>> BEGIN Records to process
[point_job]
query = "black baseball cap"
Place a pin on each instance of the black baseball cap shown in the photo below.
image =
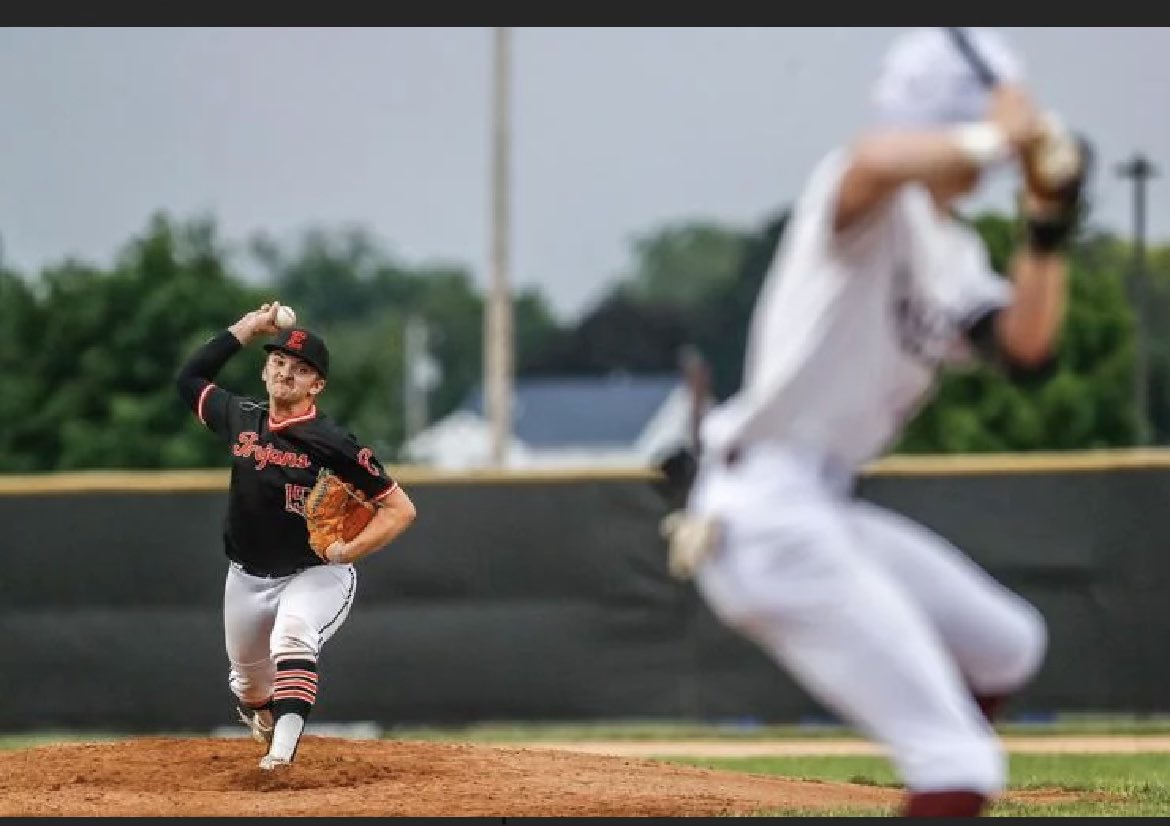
(305, 345)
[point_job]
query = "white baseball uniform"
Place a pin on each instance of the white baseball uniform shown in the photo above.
(882, 621)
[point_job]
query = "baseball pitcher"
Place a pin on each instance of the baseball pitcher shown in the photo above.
(305, 502)
(878, 287)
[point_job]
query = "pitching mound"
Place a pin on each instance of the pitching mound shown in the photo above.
(218, 777)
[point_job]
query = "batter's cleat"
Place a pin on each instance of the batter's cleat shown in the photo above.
(259, 722)
(273, 763)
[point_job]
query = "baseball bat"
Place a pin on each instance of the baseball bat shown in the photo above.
(964, 46)
(1059, 158)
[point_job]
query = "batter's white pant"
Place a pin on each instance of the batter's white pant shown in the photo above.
(879, 619)
(269, 619)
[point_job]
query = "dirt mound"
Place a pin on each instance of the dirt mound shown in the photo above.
(219, 777)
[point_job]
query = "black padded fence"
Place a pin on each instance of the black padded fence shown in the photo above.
(539, 597)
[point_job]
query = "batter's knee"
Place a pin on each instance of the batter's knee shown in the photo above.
(1024, 651)
(252, 681)
(294, 637)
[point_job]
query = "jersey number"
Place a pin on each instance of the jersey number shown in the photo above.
(294, 497)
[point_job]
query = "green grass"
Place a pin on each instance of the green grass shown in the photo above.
(651, 730)
(1105, 785)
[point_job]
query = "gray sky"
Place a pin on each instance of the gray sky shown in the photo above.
(616, 132)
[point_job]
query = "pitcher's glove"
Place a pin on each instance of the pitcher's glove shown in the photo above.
(334, 511)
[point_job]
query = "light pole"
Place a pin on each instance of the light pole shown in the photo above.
(1140, 170)
(497, 342)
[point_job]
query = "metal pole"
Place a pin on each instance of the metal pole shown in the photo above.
(414, 393)
(1140, 170)
(497, 345)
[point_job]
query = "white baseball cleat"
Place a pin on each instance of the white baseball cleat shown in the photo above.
(259, 722)
(272, 762)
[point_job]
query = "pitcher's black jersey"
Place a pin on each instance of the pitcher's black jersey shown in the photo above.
(274, 466)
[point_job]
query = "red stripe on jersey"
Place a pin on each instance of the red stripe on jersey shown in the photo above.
(275, 424)
(202, 397)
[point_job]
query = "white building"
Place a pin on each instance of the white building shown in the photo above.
(618, 420)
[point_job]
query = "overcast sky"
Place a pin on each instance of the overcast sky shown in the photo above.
(616, 132)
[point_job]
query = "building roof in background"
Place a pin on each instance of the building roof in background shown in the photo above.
(607, 410)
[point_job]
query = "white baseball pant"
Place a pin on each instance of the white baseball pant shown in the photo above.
(883, 623)
(268, 619)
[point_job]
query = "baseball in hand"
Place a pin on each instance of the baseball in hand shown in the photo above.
(286, 317)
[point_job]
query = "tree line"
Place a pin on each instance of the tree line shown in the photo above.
(89, 352)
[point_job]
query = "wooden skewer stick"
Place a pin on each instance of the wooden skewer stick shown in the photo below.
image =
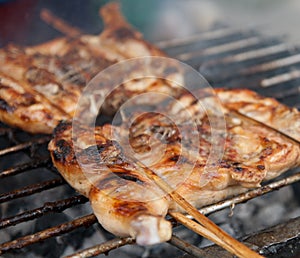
(199, 229)
(59, 24)
(215, 233)
(252, 120)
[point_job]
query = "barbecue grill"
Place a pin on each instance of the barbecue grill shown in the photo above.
(39, 211)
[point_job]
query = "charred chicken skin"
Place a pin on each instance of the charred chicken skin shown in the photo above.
(128, 203)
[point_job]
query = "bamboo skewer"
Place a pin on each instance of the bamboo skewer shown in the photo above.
(252, 120)
(199, 229)
(208, 228)
(59, 24)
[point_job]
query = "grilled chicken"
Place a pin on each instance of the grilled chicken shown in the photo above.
(266, 110)
(99, 163)
(57, 72)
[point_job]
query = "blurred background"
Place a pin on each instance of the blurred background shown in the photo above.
(158, 20)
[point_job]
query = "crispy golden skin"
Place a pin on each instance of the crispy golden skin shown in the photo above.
(126, 202)
(57, 71)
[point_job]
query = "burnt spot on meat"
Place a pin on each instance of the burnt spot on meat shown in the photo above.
(110, 181)
(238, 169)
(39, 76)
(174, 158)
(5, 106)
(129, 177)
(129, 209)
(260, 167)
(62, 151)
(170, 70)
(61, 127)
(123, 33)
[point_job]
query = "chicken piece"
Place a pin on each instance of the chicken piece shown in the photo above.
(124, 201)
(101, 165)
(22, 107)
(60, 69)
(266, 110)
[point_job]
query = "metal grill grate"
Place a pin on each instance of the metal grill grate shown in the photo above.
(226, 57)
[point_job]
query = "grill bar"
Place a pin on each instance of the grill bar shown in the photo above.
(243, 43)
(249, 55)
(268, 82)
(21, 242)
(267, 65)
(25, 145)
(24, 167)
(28, 190)
(103, 248)
(209, 35)
(48, 207)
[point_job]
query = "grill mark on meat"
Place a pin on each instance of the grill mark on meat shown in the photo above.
(129, 209)
(6, 107)
(126, 175)
(63, 151)
(61, 127)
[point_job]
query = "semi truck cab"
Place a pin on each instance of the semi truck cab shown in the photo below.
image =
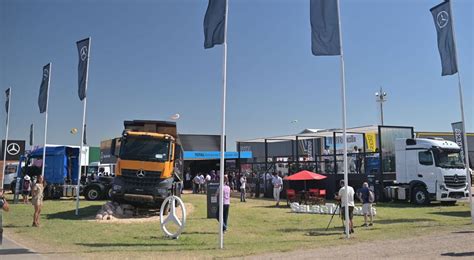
(149, 163)
(430, 169)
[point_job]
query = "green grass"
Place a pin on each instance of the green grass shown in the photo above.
(255, 227)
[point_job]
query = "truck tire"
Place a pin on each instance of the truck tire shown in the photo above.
(420, 196)
(13, 186)
(92, 193)
(108, 193)
(448, 203)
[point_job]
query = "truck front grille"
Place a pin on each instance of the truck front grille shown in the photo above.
(137, 180)
(455, 182)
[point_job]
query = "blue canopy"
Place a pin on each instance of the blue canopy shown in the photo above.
(59, 161)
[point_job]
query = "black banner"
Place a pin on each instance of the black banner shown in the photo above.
(15, 148)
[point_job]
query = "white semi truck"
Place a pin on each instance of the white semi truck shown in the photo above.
(428, 170)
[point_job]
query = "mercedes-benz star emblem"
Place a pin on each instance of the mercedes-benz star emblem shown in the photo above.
(83, 53)
(140, 173)
(13, 149)
(442, 19)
>> END Records to process
## Set problem
Please list every line of the material that contains the word "glove", treating uppercase and lowercase as different.

## Answer in full
query = "pitcher's glove"
Place a pin on each instance of the pitcher's glove shown in the photo above.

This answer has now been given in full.